| Exercise objective |
Repeat word for word everything from the line containing "Wildlife-tally tagging: find every instance of the gravel" to the end of the listing, first and last lines included, and only that.
┄┄┄┄┄┄┄┄┄┄┄┄┄┄┄┄┄┄┄┄
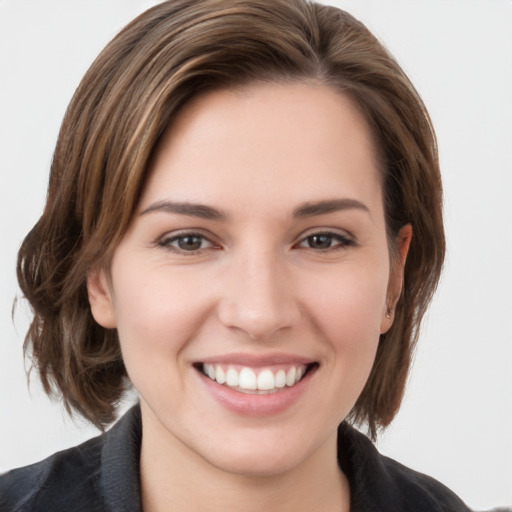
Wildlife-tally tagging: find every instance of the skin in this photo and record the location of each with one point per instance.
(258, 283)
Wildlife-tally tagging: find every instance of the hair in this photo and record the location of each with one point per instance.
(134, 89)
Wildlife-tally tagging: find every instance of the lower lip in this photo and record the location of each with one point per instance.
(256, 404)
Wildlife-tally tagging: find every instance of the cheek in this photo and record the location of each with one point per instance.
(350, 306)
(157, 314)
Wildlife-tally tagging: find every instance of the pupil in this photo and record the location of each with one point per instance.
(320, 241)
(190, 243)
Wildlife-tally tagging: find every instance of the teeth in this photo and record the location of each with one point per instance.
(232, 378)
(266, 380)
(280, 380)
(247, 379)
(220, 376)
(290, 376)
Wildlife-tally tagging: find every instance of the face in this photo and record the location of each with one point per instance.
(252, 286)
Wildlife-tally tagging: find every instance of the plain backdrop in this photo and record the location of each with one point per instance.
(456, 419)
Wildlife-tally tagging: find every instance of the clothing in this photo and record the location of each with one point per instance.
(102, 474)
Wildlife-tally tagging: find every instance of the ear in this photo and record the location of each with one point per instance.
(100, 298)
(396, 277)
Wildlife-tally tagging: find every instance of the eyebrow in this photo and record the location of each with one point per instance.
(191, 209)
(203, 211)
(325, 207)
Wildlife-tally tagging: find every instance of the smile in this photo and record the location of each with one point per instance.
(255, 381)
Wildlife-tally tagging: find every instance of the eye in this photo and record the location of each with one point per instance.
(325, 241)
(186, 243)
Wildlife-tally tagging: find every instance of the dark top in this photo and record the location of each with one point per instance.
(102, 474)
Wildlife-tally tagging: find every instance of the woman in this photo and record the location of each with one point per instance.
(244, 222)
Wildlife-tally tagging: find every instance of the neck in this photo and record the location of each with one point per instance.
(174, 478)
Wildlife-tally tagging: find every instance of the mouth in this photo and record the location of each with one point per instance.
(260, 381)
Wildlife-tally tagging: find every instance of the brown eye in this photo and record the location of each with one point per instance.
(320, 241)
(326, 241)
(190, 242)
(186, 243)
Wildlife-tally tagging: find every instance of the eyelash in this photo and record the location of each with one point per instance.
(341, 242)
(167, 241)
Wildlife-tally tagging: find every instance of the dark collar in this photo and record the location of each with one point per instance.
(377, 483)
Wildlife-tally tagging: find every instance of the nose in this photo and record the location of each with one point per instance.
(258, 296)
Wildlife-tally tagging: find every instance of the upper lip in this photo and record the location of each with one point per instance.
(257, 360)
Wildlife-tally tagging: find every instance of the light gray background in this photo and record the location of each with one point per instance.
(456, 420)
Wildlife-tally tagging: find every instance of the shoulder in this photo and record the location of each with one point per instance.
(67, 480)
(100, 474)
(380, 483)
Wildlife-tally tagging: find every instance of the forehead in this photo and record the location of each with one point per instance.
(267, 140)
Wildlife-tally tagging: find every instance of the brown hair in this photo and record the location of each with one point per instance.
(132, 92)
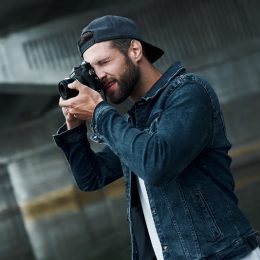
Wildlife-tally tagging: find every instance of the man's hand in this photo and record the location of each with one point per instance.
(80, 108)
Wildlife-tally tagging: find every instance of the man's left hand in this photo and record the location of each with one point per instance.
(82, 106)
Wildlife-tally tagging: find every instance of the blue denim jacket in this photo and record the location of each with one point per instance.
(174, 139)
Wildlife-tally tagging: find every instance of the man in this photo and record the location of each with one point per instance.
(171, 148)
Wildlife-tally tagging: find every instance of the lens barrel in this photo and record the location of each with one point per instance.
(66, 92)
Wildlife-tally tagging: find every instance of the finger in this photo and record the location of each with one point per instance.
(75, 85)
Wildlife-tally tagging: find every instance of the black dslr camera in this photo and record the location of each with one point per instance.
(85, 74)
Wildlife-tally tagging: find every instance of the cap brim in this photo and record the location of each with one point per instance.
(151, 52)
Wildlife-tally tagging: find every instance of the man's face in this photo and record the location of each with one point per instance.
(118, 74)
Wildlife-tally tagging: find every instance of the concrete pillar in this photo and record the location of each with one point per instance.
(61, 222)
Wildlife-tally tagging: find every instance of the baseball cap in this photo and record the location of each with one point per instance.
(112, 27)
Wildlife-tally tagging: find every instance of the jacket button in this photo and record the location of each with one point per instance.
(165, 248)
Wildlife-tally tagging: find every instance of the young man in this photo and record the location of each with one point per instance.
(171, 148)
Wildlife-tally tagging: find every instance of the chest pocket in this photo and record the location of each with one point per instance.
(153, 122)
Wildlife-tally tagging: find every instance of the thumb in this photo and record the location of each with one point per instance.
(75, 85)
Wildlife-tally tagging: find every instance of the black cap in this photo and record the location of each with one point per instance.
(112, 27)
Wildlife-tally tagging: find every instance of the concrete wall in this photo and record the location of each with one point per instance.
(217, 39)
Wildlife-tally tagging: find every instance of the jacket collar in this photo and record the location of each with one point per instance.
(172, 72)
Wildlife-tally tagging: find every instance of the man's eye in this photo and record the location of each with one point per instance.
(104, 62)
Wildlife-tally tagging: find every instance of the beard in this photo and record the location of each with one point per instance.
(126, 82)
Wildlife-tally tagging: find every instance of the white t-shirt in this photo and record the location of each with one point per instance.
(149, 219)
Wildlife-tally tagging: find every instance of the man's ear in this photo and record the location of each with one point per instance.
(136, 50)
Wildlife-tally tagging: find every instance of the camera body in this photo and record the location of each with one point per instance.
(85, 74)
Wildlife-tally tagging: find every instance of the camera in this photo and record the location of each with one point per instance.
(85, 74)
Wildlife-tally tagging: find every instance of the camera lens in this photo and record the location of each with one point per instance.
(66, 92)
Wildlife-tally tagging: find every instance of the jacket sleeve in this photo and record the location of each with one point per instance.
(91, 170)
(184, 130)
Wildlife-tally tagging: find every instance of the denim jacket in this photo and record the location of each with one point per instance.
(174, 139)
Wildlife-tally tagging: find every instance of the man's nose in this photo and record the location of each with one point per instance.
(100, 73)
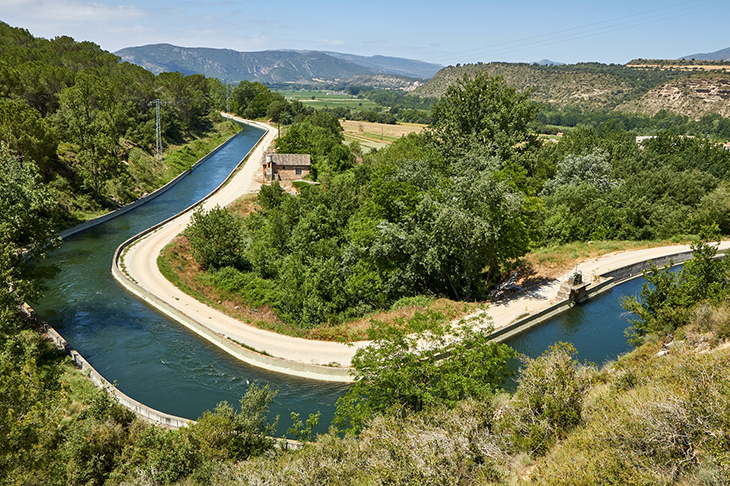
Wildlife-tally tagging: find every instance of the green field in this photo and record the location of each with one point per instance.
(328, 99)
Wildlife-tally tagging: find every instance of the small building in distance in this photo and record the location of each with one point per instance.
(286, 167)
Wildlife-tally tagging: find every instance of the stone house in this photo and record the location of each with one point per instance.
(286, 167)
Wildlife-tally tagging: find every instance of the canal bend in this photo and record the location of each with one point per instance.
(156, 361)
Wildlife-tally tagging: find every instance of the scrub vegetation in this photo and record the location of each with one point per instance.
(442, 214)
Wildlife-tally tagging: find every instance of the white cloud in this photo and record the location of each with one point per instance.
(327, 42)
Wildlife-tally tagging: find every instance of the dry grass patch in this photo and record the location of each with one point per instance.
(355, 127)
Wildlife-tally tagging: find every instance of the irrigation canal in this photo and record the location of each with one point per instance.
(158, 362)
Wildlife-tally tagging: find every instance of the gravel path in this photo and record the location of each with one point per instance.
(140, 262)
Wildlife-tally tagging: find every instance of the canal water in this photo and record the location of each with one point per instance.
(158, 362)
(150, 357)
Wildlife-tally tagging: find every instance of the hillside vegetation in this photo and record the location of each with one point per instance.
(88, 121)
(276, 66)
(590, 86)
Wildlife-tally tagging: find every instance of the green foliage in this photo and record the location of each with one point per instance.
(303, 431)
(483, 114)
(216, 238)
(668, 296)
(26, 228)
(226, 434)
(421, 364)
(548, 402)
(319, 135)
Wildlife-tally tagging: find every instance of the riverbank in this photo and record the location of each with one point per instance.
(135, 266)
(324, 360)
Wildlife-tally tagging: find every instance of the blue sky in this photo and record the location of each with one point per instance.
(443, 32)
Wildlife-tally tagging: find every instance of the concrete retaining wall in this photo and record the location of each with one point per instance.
┄┄┄┄┄┄┄┄┄┄┄┄┄┄┄┄┄┄┄┄
| Exercise solution |
Wildlife-tally tagging: find every instance of the gravel path in this photo and record the location of each with one point per instance.
(140, 262)
Wildlife-tally tagging: find every instance of the canal water in this photo and record the location of each with one point per instance.
(158, 362)
(150, 357)
Wildlife-tally tagging: find every instance of the hillside vegetation in this photo and record the location of each with one point per instance.
(88, 121)
(276, 66)
(590, 86)
Wildlife-tally tagging: find every instance of the green foliage in this photo and record the location of each with one point per instance.
(303, 431)
(483, 114)
(216, 238)
(668, 296)
(26, 228)
(226, 434)
(421, 364)
(548, 402)
(319, 135)
Wildlife-tally tagging: find every instance of the riverbank in this photo and record the location of each with one point per instance.
(135, 266)
(324, 360)
Wildlife-tally tagging: find every instance of the blue sky in this photo and record the location of each with one point per instance.
(443, 32)
Wildlife-tally tagging: find every instance of the concrete retaining wall in this photo and record the location of each with one point per instance.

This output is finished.